- Source material:
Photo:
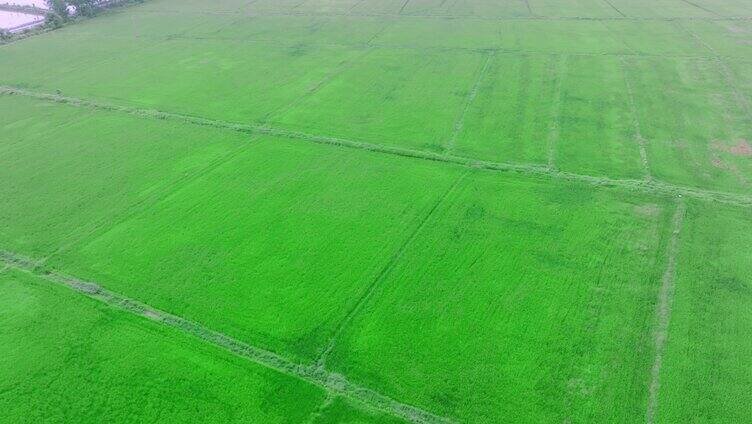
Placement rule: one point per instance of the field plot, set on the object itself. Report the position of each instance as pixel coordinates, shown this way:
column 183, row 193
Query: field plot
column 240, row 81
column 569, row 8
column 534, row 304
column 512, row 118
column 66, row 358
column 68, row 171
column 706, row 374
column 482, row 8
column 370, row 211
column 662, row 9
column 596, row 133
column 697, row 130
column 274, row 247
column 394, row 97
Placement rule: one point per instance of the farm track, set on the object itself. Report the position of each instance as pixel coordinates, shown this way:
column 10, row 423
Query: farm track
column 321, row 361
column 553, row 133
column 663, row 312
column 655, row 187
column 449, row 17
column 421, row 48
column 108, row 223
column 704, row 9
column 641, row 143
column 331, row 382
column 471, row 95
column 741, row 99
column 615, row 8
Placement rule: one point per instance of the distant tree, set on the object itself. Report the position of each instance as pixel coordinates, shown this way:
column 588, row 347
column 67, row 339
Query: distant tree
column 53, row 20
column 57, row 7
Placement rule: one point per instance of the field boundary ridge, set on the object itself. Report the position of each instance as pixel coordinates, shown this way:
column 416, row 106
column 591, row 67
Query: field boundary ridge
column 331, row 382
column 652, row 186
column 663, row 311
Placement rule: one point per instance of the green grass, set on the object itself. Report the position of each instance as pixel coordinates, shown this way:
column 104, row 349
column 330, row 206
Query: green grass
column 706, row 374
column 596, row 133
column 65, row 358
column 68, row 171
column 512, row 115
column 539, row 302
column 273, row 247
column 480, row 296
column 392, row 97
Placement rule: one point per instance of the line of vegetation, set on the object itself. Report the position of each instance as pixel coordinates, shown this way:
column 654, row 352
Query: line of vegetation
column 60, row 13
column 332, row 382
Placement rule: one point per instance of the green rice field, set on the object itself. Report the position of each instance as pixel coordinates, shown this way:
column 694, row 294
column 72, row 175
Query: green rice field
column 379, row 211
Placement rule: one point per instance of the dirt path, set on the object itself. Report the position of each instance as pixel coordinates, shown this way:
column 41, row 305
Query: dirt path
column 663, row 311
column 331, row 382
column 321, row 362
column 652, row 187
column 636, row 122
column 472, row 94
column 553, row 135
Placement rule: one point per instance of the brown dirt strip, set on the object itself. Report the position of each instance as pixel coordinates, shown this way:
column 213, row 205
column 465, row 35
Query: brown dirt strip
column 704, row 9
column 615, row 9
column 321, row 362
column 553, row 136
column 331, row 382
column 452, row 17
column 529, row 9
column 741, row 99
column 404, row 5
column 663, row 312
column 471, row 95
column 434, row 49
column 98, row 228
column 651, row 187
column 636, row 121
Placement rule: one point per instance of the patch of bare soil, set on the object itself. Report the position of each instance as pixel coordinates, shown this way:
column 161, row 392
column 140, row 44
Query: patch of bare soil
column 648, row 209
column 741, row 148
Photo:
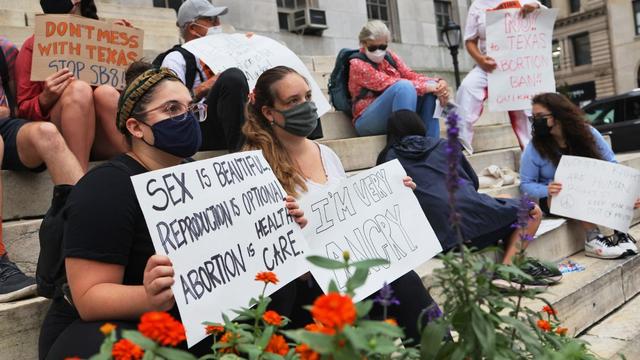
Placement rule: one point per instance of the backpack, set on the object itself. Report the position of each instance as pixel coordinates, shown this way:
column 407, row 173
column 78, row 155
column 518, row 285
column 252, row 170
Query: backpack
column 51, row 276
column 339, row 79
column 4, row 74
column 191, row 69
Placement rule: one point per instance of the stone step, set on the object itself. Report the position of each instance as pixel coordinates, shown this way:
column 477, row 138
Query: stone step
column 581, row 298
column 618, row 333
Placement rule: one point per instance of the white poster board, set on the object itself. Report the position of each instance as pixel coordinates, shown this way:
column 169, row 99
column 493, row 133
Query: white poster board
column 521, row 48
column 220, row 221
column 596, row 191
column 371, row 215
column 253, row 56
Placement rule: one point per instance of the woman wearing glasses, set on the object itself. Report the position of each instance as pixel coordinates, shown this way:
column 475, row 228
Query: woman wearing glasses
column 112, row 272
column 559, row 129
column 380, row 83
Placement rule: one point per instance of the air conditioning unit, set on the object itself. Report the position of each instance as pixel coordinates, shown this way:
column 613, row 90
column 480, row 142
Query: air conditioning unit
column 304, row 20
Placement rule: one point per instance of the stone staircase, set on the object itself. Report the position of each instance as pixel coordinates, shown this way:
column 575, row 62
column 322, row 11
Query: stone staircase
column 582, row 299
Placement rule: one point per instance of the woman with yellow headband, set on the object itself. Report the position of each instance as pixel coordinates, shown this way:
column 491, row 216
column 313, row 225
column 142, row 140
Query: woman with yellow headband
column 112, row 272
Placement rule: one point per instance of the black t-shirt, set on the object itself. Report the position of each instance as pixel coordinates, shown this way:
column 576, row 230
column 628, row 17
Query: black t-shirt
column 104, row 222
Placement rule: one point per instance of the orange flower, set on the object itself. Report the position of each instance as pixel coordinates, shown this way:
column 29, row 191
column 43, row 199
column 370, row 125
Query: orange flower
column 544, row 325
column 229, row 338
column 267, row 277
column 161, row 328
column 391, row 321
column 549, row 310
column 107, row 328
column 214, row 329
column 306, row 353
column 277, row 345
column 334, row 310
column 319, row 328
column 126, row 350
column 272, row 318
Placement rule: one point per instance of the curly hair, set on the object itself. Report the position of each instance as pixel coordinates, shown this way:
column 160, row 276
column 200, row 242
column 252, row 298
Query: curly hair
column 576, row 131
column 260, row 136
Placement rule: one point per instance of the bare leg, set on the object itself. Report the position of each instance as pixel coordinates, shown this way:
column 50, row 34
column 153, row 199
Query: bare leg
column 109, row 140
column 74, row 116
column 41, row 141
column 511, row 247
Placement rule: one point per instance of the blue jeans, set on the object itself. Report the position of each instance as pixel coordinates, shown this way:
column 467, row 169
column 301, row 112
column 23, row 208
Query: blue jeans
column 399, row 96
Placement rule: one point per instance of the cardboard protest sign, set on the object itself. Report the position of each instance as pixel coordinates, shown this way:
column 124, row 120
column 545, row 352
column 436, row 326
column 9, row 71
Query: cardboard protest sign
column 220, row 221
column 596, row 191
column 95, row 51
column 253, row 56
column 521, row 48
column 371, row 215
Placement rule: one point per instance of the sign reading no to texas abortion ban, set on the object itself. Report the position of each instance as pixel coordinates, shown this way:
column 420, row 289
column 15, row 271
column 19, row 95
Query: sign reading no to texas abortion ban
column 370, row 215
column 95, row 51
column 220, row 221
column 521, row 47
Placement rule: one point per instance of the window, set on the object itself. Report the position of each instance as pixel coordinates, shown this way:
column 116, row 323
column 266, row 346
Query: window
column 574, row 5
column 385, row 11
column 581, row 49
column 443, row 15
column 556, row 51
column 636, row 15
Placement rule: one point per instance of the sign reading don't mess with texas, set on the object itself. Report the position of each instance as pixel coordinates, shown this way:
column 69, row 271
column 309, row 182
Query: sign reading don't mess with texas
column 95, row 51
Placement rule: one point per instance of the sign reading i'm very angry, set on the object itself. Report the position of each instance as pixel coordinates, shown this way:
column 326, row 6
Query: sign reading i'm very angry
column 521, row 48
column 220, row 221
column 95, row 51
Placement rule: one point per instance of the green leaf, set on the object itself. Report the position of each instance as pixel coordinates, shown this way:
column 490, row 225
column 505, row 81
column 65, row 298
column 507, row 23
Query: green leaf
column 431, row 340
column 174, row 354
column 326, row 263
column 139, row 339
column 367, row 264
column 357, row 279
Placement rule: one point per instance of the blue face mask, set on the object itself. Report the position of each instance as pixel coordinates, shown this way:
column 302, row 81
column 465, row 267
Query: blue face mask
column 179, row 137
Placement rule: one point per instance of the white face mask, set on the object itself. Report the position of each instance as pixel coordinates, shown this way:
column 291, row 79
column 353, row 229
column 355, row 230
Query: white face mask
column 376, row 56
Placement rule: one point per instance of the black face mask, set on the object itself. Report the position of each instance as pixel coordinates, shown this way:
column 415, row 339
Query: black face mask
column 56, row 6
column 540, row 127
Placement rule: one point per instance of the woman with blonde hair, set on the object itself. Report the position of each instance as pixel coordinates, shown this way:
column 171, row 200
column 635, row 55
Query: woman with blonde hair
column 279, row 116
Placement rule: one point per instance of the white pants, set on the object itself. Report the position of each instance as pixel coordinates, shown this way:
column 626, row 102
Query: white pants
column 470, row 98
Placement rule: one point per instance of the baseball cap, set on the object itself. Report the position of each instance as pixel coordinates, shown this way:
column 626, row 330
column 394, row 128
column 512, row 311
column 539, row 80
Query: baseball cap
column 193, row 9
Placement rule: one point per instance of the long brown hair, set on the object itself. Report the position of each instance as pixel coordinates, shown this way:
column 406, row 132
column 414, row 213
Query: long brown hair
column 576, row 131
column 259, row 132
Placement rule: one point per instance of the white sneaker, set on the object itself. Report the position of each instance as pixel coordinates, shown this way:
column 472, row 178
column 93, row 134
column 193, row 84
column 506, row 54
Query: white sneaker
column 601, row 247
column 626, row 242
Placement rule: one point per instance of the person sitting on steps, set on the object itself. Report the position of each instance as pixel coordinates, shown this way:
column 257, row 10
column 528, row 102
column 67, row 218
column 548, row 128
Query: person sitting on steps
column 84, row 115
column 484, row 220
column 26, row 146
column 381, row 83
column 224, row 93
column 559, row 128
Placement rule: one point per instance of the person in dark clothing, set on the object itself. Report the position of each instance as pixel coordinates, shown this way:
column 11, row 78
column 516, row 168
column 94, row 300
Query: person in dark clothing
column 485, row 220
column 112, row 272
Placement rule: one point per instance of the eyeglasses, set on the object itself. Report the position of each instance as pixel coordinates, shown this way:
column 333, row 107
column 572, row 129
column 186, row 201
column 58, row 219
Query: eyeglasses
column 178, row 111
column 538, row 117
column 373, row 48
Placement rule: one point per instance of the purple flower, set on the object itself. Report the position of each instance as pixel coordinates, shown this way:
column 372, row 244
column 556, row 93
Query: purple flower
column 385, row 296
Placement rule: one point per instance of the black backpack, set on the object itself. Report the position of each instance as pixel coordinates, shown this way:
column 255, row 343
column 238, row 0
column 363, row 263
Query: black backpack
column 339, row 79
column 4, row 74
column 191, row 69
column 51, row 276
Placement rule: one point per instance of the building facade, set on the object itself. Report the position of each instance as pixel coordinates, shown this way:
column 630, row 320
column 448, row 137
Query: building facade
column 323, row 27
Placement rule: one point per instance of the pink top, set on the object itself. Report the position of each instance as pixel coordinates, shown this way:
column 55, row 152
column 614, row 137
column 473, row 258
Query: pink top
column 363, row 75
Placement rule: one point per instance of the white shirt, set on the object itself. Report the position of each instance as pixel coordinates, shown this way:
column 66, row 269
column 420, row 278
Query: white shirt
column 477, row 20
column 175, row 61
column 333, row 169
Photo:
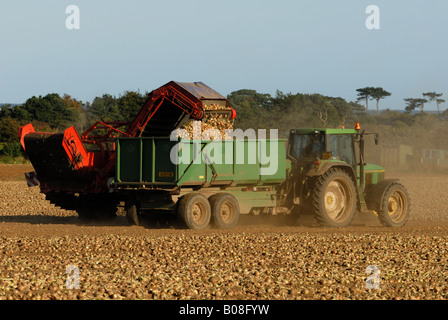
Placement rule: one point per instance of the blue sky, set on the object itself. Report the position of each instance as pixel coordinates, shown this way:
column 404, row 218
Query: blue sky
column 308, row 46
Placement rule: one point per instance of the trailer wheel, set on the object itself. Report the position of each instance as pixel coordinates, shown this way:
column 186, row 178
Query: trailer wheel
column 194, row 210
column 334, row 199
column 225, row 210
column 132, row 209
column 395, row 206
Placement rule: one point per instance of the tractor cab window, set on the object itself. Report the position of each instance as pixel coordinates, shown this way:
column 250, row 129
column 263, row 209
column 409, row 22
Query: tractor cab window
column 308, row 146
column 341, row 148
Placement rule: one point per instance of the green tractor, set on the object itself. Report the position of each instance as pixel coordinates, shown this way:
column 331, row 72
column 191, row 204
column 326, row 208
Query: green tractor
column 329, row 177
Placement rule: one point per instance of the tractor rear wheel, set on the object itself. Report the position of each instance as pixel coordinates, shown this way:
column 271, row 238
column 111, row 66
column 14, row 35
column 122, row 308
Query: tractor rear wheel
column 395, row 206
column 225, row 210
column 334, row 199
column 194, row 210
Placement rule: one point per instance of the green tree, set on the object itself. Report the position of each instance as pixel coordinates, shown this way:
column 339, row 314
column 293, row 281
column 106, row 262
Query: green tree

- Exercise aim: Reproduce, without any change, the items from the line that contains "Placement rule: one point per instance of the sign reading don't" through the line that contains "column 179, row 137".

- Result of this task:
Placement rule: one point per instance of the sign reading don't mess with texas, set on the object itself. Report the position of each instance as pixel coordinates, shown this way:
column 69, row 271
column 309, row 182
Query: sign reading don't mess with texas
column 95, row 51
Placement rule: one point per instance of the sign reading i'm very angry, set on the object itself. Report the position of each instance as pixel coordinates, shown this way:
column 326, row 6
Query: sign reading i'm very angry
column 521, row 48
column 220, row 221
column 95, row 51
Placement rule: one point per instance of the green leaf, set on the object itself. Report the position of each instance as pixel coordinates, shown this way:
column 490, row 225
column 505, row 81
column 65, row 298
column 507, row 23
Query: green leaf
column 431, row 340
column 174, row 354
column 326, row 263
column 139, row 339
column 367, row 264
column 357, row 279
Placement rule: one point per instance of the blue face mask, set on the object itself. Report the position of each instance as pixel coordinates, shown this way:
column 302, row 81
column 465, row 267
Query: blue face mask
column 179, row 137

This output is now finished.